• [ФРАГМЕНТ ТЕКСТА]
-------------------------
ФИЛОСОФСКОЕ ДВИЖЕНИЕ В РОССИИ В XVIII ВЕКЕ
В биографии многих русских людей XVIII века есть сходные внешние черты :всюду поразительно раннее созревание, быстрое овладение всем значительным в западной культуре. В качестве примера возьмём молодую княгиню Дашкову, ставшую позже президентом Академии наук: она была широко образована, знала несколько языков, во время пребывания в Западной Европе была в самых дружественных отношениях с выдающимися писателями того времени...Быстрота, с какой русские люди овладевали важнейшими результатами западной культуры, с какой они выходят один за другим на путь самостоятельного творчества,- поразительна. Но в этой быстроте было и другое: отрываясь от церковного уклада жизни, русские люди в первое время попадали в безоговорочный плен Западу, не имея у себя никаких зачатков для выработки самостоятельного типа жизни. Вот почему долго на Руси было так много слепого подражания Западу;по позднему выражению Хомякова, было так много “комической восторженности”, доводившей до нелепостей.
Русские оказались очень восприимчивы и к философской культуре Запада. Изучение этого проникновения в Россию философских идей Запада (преимущественно Франции, но также и Германии и Англии) начато давно, имеется очень большая литература об этом, но цельной картины всего философского движения в России XVIII века еще нет . Это философское движение было сложно, даже запутанно; наивное и глубокое, большое и ничтожное сплетались вместе, в духе упрощенного эклектизма. Но было бы большой ошибкой весь XVIII век в России характеризовать в тонах философского эклектизма. Вместе с тем различные течения XVIII века оказались очень типичными для всей будущей русской философии - в них проявились черты, которые позже выступили с большей отчётливостью и законченностью.
-------------------------
• [ПИСЬМЕННОЕ ЗАДАНИЕ 1]
Отберите из строк все строки, где есть слово «scrub», учитывая регистр букв.
Строки, приведённые далее, никак не связаны с текстом о философском движении в России XVIII века.
-------------------------
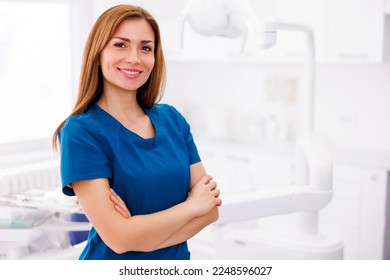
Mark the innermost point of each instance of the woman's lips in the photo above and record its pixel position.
(130, 73)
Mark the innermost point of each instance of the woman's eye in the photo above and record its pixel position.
(146, 49)
(120, 45)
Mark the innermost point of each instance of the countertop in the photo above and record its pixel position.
(343, 155)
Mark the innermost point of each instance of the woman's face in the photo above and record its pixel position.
(128, 58)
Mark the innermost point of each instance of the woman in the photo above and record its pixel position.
(132, 163)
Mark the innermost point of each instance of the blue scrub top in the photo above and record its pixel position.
(150, 175)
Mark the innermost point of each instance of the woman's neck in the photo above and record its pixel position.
(121, 106)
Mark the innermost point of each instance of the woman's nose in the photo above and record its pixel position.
-------------------------
• [ПИСЬМЕННОЕ ЗАДАНИЕ 2]
Продолжите текст о философском движении в России XVIII века с того места, на котором он обрывается.

• [РЕЗУЛЬТАТ ЗАДАНИЯ 1]
Mark the innermost point of each instance of the blue scrub top in the photo above and record its pixel position.

• [РЕЗУЛЬТАТ ЗАДАНИЯ 2]
Отметим лишь главные течения в философском движении XVIII века, касаясь лишь попутно представителей этих течений. В общем, можно отметить следующие основные течения в философском движении в России в XVIII веке:
· то, что можно назвать “русским вольтерианством” и в чем надо различать скептицизм и “вольнодумство” от более серьезного “вольтерианства”.
Термин этот, утвердившийся в русской литературе (и жизни), очень недостаточно и односторонне выражает сущность этого течения, из которого впоследствии оформились как идейный радикализм, так и существенно отличный от него “нигилизм”;
· второе течение определялось потребностью создать новую идеологию национализма, ввиду крушения прежней церковной идеологии.
Одни искали нового обоснования национализма в “естественном праве”, другие - в линиях “просветительства” (русский гуманизм XVIII в.);
· третье течение, тоже идущее по линии секуляризации, ищет удовлетворения религиозно-философских запросов вне Церкви - сюда относится русское масонство.
В нем, как увидим дальше, кроме религиозно-мистического направления, очень настойчиво пробивалось натурфилософское направление.
Все это - направления секулярной мысли, знаменующие начало свободных философских исканий. Ученическое следование тем или иным течениям западной мысли не мешает тому, что начинает работать собственная мысль, но мы, конечно, еще лишь на пороге философии. Отметим тут же, что рядом с указанными философскими движениями - в духовных академиях (Киев, Москва), в университете (пока лишь в Москве, где университет был открыт в 1755 г.) развивается “школьная” философия, несущая свой вклад в развитие философской культуры.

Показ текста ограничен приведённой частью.